- Exercise
Please rewrite everything from the line containing "Pressing-analysis tagging request: spot the tall" down to the end of the records below, requests included, shifting every coordinate in the answers up by 109.

BEGIN Given information

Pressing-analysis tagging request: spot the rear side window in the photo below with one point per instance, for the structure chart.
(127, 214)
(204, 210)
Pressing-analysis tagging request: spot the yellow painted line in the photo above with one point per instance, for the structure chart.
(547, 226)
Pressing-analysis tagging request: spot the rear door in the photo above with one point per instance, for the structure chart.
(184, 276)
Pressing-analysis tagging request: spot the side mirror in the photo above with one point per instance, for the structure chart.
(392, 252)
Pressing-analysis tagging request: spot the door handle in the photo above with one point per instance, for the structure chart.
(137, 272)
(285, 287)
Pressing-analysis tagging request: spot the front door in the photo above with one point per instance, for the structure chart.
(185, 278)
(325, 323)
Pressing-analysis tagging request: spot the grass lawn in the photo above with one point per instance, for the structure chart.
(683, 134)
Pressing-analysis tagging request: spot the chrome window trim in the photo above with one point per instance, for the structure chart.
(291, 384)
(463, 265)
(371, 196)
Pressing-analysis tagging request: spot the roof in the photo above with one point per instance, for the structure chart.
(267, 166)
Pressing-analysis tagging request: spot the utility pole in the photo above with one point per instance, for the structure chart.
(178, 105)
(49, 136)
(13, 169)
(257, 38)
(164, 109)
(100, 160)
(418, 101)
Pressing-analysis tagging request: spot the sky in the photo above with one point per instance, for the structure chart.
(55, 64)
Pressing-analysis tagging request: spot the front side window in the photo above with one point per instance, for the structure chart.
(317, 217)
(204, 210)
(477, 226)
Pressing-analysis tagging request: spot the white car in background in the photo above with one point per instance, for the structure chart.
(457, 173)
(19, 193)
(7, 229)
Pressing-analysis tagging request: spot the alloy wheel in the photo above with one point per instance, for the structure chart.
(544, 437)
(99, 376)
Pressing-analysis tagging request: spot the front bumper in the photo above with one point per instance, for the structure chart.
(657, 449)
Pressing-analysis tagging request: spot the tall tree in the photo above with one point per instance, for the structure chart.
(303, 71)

END Given information

- Task response
Pressing-analysis tagging request: spot the tall tree in the photo above with one point per instance, for the structure chart.
(412, 180)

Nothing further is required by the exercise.